▸ LISTED ENTRIES
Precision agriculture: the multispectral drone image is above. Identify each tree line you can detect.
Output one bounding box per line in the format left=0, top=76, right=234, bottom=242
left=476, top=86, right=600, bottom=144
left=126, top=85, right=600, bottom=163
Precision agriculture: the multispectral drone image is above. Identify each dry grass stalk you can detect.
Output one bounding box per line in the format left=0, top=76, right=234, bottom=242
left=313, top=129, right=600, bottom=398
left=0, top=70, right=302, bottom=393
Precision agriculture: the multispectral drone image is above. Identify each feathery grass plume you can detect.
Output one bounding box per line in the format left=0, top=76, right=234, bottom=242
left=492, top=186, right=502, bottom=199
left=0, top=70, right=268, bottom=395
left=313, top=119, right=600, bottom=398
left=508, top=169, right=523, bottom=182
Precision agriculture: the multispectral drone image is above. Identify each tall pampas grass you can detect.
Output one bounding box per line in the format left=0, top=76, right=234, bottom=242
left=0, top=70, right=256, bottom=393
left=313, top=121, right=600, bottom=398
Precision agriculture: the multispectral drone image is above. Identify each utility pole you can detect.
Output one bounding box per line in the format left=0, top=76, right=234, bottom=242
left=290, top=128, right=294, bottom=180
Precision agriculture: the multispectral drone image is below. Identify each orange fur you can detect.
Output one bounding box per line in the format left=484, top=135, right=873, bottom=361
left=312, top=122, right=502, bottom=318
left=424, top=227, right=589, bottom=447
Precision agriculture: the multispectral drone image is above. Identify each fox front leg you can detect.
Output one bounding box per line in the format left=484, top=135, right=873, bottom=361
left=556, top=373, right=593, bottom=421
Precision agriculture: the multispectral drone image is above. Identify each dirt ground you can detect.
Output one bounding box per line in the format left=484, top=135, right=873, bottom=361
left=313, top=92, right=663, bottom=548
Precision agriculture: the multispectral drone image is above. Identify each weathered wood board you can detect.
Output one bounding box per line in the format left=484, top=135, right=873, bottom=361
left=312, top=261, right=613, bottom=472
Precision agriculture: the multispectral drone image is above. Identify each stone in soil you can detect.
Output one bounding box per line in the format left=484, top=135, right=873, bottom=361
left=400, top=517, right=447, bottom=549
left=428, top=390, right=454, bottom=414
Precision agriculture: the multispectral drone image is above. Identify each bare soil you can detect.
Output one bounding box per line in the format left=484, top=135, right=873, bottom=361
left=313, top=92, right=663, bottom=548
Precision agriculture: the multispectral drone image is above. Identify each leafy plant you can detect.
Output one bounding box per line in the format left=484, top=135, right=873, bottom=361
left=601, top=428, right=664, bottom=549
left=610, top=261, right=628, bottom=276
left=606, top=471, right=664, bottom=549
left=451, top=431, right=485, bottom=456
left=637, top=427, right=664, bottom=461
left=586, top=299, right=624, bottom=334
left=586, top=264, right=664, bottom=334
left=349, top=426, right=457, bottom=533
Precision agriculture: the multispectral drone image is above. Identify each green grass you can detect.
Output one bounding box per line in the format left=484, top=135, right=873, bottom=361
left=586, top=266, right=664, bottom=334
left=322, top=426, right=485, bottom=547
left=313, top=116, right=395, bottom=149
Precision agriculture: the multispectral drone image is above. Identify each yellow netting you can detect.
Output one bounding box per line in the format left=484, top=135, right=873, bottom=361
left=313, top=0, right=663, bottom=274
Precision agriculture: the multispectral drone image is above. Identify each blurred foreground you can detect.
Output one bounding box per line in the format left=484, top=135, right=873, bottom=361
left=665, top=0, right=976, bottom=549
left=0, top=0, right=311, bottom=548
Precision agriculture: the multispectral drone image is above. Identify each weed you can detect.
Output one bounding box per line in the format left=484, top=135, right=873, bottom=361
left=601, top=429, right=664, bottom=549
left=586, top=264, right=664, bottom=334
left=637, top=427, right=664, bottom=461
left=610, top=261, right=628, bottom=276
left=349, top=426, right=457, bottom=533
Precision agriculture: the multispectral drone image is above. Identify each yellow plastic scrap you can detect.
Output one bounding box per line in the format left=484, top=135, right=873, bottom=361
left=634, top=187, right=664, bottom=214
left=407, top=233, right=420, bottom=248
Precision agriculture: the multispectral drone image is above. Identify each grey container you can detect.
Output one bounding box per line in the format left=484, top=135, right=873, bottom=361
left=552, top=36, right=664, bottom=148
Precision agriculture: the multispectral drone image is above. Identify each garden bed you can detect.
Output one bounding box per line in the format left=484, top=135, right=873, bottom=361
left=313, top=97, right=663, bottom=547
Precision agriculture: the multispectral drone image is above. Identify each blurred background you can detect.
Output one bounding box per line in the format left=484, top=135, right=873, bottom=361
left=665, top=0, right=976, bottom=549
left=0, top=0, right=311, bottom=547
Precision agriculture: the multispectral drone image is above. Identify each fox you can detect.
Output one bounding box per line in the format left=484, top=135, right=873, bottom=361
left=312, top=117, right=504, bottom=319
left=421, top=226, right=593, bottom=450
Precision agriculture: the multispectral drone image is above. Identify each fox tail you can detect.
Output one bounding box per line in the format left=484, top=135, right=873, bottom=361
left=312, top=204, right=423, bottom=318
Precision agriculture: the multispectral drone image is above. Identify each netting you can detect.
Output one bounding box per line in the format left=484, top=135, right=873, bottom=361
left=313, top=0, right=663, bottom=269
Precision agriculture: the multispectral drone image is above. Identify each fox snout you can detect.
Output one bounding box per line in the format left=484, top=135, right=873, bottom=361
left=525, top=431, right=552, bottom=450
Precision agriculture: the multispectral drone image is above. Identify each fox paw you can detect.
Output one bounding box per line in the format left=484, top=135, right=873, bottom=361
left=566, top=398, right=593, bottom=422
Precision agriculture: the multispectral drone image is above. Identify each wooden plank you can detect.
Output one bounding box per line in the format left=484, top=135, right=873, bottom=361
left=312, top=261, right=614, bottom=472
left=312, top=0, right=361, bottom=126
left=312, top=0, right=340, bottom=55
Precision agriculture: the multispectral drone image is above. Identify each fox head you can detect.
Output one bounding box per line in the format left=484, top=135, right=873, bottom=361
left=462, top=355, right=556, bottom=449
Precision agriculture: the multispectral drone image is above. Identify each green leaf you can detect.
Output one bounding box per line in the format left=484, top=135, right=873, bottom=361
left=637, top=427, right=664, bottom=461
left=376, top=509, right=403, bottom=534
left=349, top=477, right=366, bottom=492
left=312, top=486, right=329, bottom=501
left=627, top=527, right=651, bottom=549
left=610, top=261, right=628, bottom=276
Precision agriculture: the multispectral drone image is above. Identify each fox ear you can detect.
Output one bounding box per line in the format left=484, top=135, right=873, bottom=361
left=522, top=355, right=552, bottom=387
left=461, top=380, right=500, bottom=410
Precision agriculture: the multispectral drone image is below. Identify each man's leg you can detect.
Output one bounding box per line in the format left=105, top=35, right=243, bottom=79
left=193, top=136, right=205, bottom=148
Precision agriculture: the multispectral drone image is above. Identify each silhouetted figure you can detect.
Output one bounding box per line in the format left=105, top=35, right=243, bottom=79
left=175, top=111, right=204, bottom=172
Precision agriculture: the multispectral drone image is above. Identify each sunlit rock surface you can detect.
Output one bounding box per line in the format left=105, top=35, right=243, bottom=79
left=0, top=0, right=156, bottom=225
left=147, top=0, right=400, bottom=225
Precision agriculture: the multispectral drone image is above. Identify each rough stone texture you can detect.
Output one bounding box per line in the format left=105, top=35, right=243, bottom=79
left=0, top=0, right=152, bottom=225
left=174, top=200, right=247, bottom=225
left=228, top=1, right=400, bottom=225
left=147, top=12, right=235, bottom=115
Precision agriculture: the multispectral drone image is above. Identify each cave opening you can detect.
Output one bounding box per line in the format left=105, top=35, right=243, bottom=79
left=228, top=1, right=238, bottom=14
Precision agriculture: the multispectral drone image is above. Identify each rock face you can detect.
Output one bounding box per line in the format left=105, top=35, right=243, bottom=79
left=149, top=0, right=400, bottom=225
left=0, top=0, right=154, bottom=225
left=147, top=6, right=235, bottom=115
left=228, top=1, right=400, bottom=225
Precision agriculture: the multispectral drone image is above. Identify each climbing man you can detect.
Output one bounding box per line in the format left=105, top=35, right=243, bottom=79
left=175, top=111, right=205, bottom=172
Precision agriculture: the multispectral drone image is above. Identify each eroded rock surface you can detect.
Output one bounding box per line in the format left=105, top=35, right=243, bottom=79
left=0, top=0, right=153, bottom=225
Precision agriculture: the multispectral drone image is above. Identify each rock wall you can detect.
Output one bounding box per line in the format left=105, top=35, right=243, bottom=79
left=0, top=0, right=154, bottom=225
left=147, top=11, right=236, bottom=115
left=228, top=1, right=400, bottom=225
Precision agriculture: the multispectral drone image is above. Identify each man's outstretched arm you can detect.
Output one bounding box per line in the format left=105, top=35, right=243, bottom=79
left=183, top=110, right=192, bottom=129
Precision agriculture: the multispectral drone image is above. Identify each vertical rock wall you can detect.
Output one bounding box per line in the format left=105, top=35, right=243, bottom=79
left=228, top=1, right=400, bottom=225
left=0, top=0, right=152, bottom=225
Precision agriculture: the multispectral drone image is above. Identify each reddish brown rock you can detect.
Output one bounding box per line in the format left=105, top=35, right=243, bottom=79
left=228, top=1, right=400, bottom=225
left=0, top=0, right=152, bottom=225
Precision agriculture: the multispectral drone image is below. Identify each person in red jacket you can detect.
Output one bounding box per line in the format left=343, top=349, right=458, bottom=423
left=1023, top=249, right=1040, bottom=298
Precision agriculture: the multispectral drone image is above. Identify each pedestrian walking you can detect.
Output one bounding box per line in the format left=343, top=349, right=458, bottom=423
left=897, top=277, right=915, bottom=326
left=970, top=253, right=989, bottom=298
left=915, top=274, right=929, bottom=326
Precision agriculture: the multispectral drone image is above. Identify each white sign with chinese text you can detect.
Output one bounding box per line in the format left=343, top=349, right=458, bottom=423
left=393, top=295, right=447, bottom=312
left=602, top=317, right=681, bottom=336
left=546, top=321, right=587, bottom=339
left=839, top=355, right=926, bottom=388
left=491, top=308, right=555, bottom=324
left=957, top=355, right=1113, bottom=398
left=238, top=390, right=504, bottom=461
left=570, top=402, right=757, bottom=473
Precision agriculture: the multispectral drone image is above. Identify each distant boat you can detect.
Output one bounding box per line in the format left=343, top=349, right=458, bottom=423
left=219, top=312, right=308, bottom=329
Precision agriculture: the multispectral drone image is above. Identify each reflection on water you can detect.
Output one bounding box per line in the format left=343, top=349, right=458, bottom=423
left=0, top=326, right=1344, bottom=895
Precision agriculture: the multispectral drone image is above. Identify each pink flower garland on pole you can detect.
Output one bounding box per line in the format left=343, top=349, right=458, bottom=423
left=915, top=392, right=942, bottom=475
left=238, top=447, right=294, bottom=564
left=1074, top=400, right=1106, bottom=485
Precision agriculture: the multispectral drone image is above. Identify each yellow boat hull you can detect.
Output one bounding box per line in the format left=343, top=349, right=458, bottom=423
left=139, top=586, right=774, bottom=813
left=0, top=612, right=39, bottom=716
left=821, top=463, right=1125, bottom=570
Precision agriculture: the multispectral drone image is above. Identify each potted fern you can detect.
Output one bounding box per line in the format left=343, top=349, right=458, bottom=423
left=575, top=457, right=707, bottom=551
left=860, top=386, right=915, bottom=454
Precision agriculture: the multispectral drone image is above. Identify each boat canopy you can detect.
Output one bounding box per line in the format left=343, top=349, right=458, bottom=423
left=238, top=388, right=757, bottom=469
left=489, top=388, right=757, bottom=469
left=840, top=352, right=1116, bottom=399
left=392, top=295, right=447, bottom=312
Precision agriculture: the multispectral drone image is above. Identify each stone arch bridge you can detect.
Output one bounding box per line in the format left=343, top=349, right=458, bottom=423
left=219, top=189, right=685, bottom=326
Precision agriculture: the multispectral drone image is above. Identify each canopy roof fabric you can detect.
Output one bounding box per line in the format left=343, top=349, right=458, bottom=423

▸ WHAT TO PRODUCE
Rewrite the entries from the line that has "jacket you can detect." through the line that has "left=0, top=326, right=1344, bottom=895", swapping "multispectral" for "thermal" and changing nothing else.

▸ RIGHT ANSWER
Precision agriculture: the thermal drone image is below. Identify each person in red jacket you can detect.
Output one bounding box per line in the format left=343, top=349, right=458, bottom=423
left=1023, top=249, right=1040, bottom=298
Precision agriculture: the thermal drone image is above. Identify each pedestrian walking you can detect.
Output one bounding box per line in the format left=343, top=349, right=458, bottom=423
left=897, top=277, right=915, bottom=326
left=970, top=253, right=989, bottom=298
left=915, top=274, right=929, bottom=326
Precision agriculture: the thermal drone image is above. Identify each white sign with chinese text you can detect.
Output one bounding box per line in the format left=343, top=349, right=458, bottom=423
left=393, top=295, right=447, bottom=312
left=602, top=317, right=681, bottom=336
left=546, top=321, right=587, bottom=339
left=839, top=355, right=926, bottom=388
left=491, top=308, right=555, bottom=324
left=957, top=355, right=1113, bottom=398
left=238, top=390, right=504, bottom=461
left=570, top=402, right=757, bottom=473
Precision agriculture: the thermal drone image is above. Identify each distant boat you can detect.
Output one bounding box per line in the format left=343, top=349, right=458, bottom=423
left=219, top=312, right=308, bottom=329
Precision agriculture: the thermal drone image is above. Identify each reflection on water you can detect.
Output one bounding box per line in the format left=343, top=349, right=458, bottom=423
left=0, top=326, right=1344, bottom=895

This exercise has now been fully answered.